My 3-Year-Old Got Bitten at School Here’s Why I Didn’t Freak Out and What It Taught Me About Raising Kids

My son came home yesterday with a bite mark on his arm, and here’s what I did about it:

Nothing.

His arm was bandaged, he was smiling, and I signed the incident report—which noted he didn’t even cry at the time. I trust his teachers handled it appropriately with the other child, and that’s enough for me.

Do I need to be upset? Not at all. Do I need to place blame on the other child or their parents? Absolutely not. Children are wonderfully unpredictable little people. Sometimes, despite our best plans and expectations for good behavior, they make choices we wouldn’t. They push boundaries, test limits, and occasionally, in moments of frustration, they bite.

I’ve learned the best way to respond in these situations is relational, not reactional. Instead of reacting emotionally, I focus on understanding the child who made the mistake. All children are learning, my son included, and that requires empathy. I never want him to be hurt, but I also understand that raising children means guiding little humans with their own will, their own emotions, and sometimes their own ways—which won’t always align with ours.

Not all children bite, hit, or push—but I can’t think of a single child who hasn’t needed correction at some point, whether it’s learning to not throw food or to pick up toys. Our job as parents and caregivers is to guide them, not assign blame. In this case, as long as the other child’s parents and teachers are addressing the behavior and offering alternatives to biting, my son was simply a bystander in another child’s learning process—and I’m perfectly okay with that.

◇ ◇ ◇ ◇

■ Exercise goal: Could you write out the part of the parenting essay between "Do I need to be" and "align with ours.", inclusive?

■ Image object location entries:

◇ ◇ ◇ ◇

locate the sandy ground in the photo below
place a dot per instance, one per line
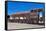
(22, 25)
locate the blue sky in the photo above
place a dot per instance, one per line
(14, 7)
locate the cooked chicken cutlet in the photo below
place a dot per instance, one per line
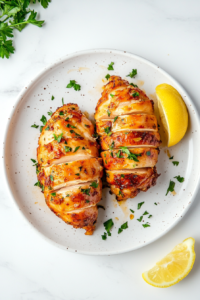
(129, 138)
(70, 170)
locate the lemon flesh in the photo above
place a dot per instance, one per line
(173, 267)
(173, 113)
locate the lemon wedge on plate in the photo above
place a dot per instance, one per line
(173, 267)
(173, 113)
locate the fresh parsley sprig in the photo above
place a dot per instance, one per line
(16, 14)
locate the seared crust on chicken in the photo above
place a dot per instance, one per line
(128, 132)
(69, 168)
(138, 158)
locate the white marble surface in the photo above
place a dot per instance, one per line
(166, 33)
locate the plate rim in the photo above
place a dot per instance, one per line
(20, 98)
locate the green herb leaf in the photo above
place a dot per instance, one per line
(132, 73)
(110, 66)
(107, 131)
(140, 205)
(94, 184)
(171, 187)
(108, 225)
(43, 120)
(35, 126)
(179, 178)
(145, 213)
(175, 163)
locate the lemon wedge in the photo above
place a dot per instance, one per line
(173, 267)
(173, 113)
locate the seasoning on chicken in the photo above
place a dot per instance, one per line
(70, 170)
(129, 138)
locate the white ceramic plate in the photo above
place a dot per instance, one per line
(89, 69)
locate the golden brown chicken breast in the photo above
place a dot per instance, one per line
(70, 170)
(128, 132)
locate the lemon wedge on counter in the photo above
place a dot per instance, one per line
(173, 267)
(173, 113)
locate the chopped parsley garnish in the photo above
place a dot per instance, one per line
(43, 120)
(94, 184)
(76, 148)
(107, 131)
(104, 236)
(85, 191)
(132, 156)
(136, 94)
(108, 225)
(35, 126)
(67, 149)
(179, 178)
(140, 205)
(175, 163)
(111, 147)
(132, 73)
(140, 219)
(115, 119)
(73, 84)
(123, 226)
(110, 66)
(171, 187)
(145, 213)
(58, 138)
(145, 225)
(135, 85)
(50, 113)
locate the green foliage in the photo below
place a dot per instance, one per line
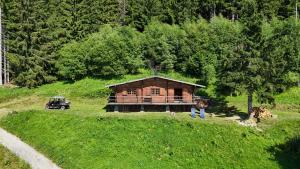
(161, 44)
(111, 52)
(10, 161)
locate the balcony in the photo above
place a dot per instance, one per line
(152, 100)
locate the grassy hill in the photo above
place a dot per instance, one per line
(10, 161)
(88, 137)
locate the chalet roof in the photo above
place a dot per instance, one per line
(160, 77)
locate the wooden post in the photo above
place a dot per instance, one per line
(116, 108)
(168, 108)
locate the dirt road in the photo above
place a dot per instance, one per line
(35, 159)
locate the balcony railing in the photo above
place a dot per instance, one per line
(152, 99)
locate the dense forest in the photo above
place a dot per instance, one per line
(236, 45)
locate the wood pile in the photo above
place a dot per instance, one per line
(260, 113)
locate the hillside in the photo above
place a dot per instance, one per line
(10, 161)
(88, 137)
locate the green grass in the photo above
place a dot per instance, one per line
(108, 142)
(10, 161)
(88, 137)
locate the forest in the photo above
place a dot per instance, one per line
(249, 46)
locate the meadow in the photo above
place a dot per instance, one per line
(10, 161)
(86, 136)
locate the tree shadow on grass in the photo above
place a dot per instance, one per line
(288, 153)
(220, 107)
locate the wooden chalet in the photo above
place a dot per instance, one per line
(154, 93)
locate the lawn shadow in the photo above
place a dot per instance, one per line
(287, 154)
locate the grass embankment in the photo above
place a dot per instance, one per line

◇ ◇ ◇ ◇

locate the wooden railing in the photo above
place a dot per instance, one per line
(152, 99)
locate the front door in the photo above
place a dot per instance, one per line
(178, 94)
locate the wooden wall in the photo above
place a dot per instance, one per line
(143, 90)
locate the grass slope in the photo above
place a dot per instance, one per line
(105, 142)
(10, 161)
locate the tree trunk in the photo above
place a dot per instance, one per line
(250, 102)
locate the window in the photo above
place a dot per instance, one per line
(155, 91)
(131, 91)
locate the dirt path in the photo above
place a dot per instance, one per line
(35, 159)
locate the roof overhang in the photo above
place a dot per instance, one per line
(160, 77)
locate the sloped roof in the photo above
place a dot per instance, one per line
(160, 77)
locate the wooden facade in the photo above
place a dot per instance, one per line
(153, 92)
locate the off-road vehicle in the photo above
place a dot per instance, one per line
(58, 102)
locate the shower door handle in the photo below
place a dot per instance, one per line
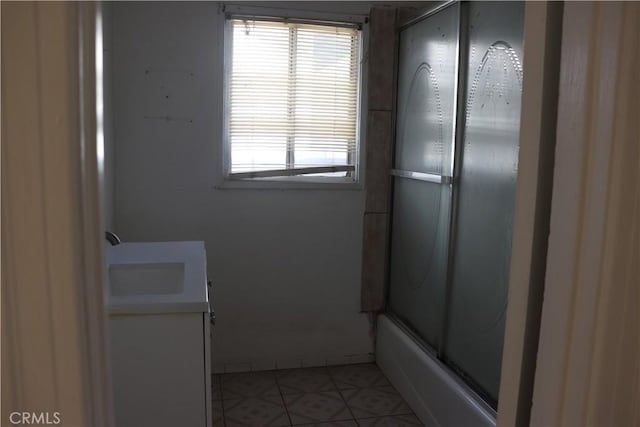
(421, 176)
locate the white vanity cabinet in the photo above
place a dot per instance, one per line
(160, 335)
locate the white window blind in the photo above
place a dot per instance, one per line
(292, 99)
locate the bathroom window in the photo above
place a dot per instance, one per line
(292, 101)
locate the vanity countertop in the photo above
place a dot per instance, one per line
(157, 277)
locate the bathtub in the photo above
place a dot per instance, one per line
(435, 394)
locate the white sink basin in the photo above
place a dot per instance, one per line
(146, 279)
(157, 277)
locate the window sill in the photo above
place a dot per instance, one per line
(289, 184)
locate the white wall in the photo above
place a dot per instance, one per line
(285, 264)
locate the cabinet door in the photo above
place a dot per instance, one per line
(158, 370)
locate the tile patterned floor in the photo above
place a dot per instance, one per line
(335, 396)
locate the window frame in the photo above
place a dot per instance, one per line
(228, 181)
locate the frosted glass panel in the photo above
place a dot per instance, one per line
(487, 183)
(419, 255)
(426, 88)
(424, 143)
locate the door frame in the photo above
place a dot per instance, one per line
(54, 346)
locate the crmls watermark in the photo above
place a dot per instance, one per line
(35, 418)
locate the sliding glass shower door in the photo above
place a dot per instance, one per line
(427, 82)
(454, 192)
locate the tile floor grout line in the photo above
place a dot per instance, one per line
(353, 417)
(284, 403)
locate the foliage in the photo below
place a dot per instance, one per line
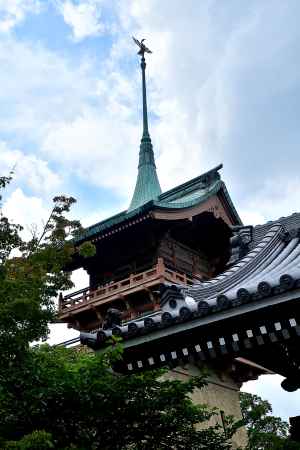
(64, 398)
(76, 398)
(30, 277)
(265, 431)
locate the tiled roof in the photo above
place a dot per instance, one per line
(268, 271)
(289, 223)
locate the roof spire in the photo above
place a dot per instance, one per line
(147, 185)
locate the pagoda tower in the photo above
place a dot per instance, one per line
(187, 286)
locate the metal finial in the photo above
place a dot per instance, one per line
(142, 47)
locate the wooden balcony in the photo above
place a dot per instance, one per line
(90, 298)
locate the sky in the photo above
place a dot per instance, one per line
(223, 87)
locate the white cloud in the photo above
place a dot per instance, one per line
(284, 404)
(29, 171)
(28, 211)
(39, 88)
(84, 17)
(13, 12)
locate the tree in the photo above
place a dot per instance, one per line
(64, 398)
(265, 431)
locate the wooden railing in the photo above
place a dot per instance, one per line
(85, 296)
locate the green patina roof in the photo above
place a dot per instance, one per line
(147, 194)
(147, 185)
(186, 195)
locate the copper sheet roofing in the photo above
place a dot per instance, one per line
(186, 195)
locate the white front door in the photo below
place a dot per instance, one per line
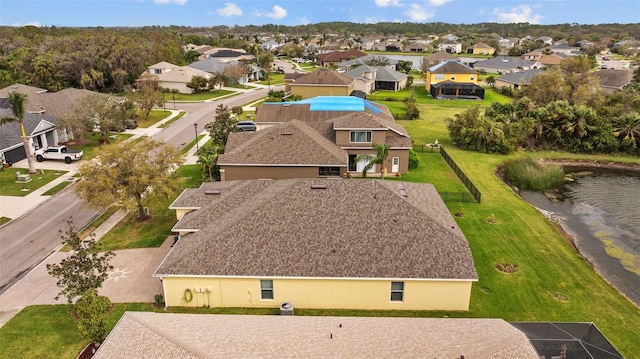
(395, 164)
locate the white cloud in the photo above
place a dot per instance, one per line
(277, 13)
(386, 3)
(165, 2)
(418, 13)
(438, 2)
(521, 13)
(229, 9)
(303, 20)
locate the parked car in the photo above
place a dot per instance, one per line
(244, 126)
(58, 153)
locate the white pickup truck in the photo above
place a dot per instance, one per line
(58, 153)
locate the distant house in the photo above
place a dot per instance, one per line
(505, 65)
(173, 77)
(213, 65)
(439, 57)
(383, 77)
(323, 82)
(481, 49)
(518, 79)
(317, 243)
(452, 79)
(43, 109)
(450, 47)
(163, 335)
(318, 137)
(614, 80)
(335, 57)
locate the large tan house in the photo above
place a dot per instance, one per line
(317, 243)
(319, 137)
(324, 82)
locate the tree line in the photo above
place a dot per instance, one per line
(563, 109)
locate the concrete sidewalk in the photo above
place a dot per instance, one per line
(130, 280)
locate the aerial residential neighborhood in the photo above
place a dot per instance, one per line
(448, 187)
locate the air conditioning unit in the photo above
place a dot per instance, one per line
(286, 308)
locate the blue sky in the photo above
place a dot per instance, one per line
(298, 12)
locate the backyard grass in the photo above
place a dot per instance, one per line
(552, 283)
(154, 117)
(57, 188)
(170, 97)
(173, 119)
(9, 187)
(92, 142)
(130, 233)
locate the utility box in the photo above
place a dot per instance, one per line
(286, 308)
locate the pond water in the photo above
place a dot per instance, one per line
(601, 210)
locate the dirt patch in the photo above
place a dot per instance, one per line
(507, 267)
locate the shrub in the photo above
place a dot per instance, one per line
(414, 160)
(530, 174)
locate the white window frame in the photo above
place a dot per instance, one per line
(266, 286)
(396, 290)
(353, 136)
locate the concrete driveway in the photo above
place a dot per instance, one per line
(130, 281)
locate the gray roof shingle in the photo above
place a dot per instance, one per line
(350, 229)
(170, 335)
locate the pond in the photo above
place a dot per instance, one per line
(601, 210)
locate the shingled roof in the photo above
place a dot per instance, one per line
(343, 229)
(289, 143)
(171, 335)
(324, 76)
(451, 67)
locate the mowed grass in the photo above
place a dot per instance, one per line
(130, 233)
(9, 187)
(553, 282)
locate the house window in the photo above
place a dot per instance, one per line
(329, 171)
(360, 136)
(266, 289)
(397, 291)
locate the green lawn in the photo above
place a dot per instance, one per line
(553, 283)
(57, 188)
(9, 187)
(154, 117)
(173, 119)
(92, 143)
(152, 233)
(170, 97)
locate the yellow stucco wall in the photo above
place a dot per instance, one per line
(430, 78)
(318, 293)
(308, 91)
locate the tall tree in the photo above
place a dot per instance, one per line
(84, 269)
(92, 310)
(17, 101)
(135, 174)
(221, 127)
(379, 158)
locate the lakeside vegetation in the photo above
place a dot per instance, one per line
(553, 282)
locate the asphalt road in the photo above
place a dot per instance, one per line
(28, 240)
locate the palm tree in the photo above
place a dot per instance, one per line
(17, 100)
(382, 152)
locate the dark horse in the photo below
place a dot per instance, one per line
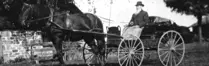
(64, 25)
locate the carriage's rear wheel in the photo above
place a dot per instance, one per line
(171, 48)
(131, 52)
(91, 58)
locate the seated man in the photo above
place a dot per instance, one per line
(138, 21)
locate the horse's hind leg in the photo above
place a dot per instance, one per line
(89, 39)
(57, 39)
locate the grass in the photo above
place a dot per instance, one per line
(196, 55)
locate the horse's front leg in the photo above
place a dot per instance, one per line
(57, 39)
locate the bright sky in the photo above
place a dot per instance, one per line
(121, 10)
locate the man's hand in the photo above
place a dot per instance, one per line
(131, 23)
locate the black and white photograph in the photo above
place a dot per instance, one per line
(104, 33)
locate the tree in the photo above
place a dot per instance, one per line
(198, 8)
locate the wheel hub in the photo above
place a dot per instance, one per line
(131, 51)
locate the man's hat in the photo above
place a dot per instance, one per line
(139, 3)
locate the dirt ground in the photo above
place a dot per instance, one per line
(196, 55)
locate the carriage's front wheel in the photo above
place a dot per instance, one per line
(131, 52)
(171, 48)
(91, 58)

◇ ◇ ◇ ◇

■ Solution for this exercise:
Do I need to be upset? Not at all. Do I need to place blame on the other child or their parents? Absolutely not. Children are wonderfully unpredictable little people. Sometimes, despite our best plans and expectations for good behavior, they make choices we wouldn’t. They push boundaries, test limits, and occasionally, in moments of frustration, they bite.

I’ve learned the best way to respond in these situations is relational, not reactional. Instead of reacting emotionally, I focus on understanding the child who made the mistake. All children are learning, my son included, and that requires empathy. I never want him to be hurt, but I also understand that raising children means guiding little humans with their own will, their own emotions, and sometimes their own ways—which won’t always align with ours.